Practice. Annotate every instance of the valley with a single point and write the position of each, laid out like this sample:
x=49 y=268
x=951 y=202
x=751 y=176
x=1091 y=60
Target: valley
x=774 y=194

...

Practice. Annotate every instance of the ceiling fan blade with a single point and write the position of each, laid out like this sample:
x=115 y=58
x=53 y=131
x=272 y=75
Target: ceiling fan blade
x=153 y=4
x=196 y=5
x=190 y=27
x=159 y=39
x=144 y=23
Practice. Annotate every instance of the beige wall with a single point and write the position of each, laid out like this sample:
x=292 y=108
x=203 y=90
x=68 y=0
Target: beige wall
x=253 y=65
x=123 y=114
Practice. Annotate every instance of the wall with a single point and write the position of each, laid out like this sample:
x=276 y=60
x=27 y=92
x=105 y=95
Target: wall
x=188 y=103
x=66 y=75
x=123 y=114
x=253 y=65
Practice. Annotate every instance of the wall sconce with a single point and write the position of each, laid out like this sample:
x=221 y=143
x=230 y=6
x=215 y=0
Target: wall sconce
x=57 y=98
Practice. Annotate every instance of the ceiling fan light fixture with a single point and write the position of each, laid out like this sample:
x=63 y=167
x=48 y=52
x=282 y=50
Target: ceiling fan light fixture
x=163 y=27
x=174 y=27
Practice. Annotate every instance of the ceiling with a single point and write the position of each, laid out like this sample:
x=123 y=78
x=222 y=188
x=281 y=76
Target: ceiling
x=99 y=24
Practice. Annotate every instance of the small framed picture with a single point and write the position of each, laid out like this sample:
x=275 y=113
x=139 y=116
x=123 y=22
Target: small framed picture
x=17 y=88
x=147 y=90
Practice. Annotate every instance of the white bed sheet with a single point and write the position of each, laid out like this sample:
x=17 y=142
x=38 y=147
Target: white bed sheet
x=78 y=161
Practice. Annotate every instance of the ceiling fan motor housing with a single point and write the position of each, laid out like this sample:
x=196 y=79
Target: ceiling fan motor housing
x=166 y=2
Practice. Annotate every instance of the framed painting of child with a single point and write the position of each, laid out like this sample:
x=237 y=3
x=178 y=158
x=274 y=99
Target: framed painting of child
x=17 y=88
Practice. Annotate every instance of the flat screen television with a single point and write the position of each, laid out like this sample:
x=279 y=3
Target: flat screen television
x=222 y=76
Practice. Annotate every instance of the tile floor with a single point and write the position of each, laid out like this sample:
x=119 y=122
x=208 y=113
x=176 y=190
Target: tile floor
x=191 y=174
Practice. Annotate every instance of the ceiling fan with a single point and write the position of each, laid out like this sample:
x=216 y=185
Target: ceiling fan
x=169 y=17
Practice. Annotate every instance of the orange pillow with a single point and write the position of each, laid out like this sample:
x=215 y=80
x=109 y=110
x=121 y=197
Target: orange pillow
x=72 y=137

--

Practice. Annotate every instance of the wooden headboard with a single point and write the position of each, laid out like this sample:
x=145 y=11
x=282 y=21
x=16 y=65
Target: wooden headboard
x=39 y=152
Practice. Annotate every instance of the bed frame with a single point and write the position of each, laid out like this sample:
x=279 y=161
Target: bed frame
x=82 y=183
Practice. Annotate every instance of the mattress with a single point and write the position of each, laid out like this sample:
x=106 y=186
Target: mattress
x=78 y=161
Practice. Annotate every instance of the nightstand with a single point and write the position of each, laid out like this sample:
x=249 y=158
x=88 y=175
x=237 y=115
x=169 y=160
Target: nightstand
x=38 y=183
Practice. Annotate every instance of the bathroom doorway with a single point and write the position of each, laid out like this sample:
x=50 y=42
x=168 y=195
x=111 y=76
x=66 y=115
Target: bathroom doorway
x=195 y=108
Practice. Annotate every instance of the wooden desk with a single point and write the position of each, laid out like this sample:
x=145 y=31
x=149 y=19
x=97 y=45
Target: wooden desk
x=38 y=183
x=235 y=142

**Short exercise**
Locate each line above that contains the string "child" with matching uppercase and lowercase letters, and copy every such line in full.

**Task response**
Practice. Annotate every instance of the framed painting of child with a single point and write the position of each, laid out like this sample:
Target: framed painting of child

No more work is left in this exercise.